*DOCUMENT PASSAGE*.
-=-=-

Our affirmance of Masotti's treatment of § 36a-290 controls our resolution of this case.10 The setoff that *352was at issue in Masotti involved “[t]he equitable right to cancel or offset mutual debts or cross demands, commonly used by a bank in reducing a customer’s checking or other deposit account in satisfaction of a debt the customer owes the bank.” (Emphasis added.) Black’s Law Dictionary (6th Ed. 1990) p. 1372; see Normand Josef Enterprises, Inc. v. Connecticut National Bank, 230 Conn. 486, 494, 646 A.2d 1289 (1994). If each coholder of a joint account has a sufficient property interest in the account to permit a bank creditor to exercise a right of setoff against a mutual debt that encompasses the entire joint account, it follows that each such coholder has a sufficient property interest to permit a judgment creditor to exercise a bank execution, pursuant to § 52-367b, against the entire account. In both cases, a coholder’s property interest in the joint account exposes that account, in its entirety, to the creditor’s collection powers, in the absence of statutory or common law protections not present here.11
The defendant contends that Masotti cannot control this case because to deploy its reasoning here would result in a misapplication of § 36a-290. Relying on Grodzicki v. Grodzicki, supra, 154 Conn. 456, she claims that § 36a-290 “confers no [inter vivos] ownership rights whatever” in the coholders of the account. With respect to funds that a coholder has not himself contributed, she contends that § 36a-290 confers only the right to withdraw, and not the right to own, and, therefore, that a creditor cannot attach those funds with respect to *353which a debtor has only withdrawal rights.12 Because Grodzicki addressed issues other than the rights of third party creditors, we are unpersuaded of its relevance in the circumstances of this case.
In Grodzicki, one coholder withdrew funds from a joint account to which she had been the sole contributor. Her fellow coholder then sued for conversion, claiming an ownership interest in the funds upon their deposit. We rejected this argument, holding that § 36a-290 (then § 36-3) “does not determine the respective rights of the parties inter vivos” such that one coholder may claim community property rights in funds deposited by another.13 Grodzicki v. Grodzicki, supra, 154 Conn. 463. In a conflict between coholders, therefore, § 36a-290 does not serve to convert the deposits made by one coholder into an inter vivos gift to another coholder.
Grodzicki did not address the issue presented in this case and foreshadowed in Masotti, namely, whether a judgment debtor has sufficient property rights in joint account funds contributed by another coholder to allow his creditor to execute against those funds. Although the defendant correctly observes that one coholder may not invoke § 36a-290 to establish inter vivos ownership *354rights against another coholder,14 Grodzicki does not hold that a judgment creditor may not invoke § 36a-290 to establish that a coholder has sufficient rights in a joint account to constitute a “debt due” in the amount of its entire balance.

-=-=-

Coordinate annotation entries:
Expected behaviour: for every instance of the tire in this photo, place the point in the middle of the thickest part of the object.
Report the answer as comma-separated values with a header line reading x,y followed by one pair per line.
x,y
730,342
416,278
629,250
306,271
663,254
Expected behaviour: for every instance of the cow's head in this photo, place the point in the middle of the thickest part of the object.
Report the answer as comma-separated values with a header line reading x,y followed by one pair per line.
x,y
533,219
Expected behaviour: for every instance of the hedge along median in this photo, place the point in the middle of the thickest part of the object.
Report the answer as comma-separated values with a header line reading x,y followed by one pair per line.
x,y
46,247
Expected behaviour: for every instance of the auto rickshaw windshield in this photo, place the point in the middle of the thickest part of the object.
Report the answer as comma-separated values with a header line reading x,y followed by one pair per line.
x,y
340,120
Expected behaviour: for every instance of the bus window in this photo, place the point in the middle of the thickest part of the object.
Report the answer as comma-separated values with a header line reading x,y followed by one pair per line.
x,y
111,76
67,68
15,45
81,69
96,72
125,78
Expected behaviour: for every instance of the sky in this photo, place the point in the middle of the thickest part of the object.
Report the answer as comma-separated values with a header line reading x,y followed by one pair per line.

-=-=-

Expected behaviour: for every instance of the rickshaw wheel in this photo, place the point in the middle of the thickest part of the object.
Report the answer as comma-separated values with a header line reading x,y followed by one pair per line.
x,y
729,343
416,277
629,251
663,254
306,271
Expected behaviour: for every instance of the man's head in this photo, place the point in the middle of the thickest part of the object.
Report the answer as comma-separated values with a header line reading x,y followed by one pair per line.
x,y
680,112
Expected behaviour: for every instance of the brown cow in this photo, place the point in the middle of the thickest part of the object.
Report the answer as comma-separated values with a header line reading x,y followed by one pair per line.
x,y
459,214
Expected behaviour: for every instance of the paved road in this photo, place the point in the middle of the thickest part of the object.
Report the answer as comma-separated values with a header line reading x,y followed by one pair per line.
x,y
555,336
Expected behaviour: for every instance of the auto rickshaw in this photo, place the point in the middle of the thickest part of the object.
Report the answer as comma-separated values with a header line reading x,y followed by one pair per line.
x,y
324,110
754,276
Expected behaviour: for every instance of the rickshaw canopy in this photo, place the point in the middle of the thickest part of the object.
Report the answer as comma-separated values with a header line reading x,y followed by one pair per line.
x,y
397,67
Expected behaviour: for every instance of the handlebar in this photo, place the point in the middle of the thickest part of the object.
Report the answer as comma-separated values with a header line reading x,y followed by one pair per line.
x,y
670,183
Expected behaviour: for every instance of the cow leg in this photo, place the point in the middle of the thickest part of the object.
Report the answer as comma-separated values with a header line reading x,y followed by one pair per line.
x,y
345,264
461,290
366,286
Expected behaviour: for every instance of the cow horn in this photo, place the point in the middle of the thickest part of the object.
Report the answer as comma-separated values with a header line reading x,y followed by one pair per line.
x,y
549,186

-=-=-

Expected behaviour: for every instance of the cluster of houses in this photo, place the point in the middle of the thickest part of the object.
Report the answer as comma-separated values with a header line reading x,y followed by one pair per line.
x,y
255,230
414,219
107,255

-=-=-

*STATED TASK A*.
Answer these questions using the opinion on joint bank accounts:
(i) Which dictionary and edition supply the quoted definition of setoff?
(ii) In Grodzicki, what did the fellow coholder sue for?
(iii) Under what section number did § 36a-290 previously appear?
*STATED TASK B*. Translate this sentence from the opinion on joint bank accounts into Spanish: "In a conflict between coholders, therefore, § 36a-290 does not serve to convert the deposits made by one coholder into an inter vivos gift to another coholder."
*STATED TASK C*. Carry the opinion on joint bank accounts forward from the point where it ends.

*RESPONSE A*.
(i) Black's Law Dictionary, 6th edition (1990)
(ii) Conversion
(iii) § 36-3

*RESPONSE B*. Por lo tanto, en un conflicto entre cotitulares, el § 36a-290 no sirve para convertir los depósitos hechos por un cotitular en una donación inter vivos a otro cotitular.

*RESPONSE C*.
The defendant poses two additional challenges to the trial court’s holding. First, she analogizes to the law of real property, contending that a joint account, like a joint tenancy, converts into a tenancy in common once a creditor executes a levy against one coholder’s interest. See, e.g., New Haven Trolley & Bus Employees Credit Union v. Hill, 145 Conn. 332, 335, 142 A.2d 730 (1958). She claims that the creditor’s levy then “attach[es] to the interest of the debtor but not the interest” of the nondebtor coholder. We are unpersuaded. As the defendant herself acknowledges, we previously have refused to apply the strictures of real property law to the law of joint accounts; see McLaughlin v. Estate of Cooper, 128 Conn. 557, 561, 24 A.2d 502 (1942) (joint bank account “does not create a joint estate in the technical sense of the term”); and she has provided no persuasive reason for us to depart from this precedent in this case.15
Finally, the defendant contends interstitially, throughout her brief, that principles of policy and *355“underlying fairness” militate against exposing to a creditor’s bank execution funds that a debtor has not himself contributed. She endorses, instead, a system of judicial accounting, under which a trial court would be required to make an equitable determination of the ownership of joint account funds, so as to shield from a bank execution those funds that the judgment debtor has not contributed. In advancing this proposition, the defendant fails to address the evidentiary and administrative burdens that it would impose upon the trial court.16 Moreover, the defendant fails to offer any persuasive argument why, having agreed to assume the risk of unlimited withdrawals by the coholder of the joint account if the coholder decides voluntarily to honor his debts, she is entitled to shelter from the risk that the coholder of her joint account may be compelled to respond to legal process to pay such debts. Park Enterprises, Inc. v. Trach, 233 Minn. 467, 472, 47 N.W.2d 194 (1951).17 Because these public policy arguments, to the extent they have any validity, challenge the statutes governing bank executions and joint bank accounts *356and the effects thereof, they are better directed to the legislature. See Harvey v. Travelers Indemnity Co., 188 Conn. 245, 253, 449 A.2d 157 (1982).
The judgment is affirmed.
In this opinion CALLAHAN, C. J., and NORCOTT and MCDONALD, Js., concurred.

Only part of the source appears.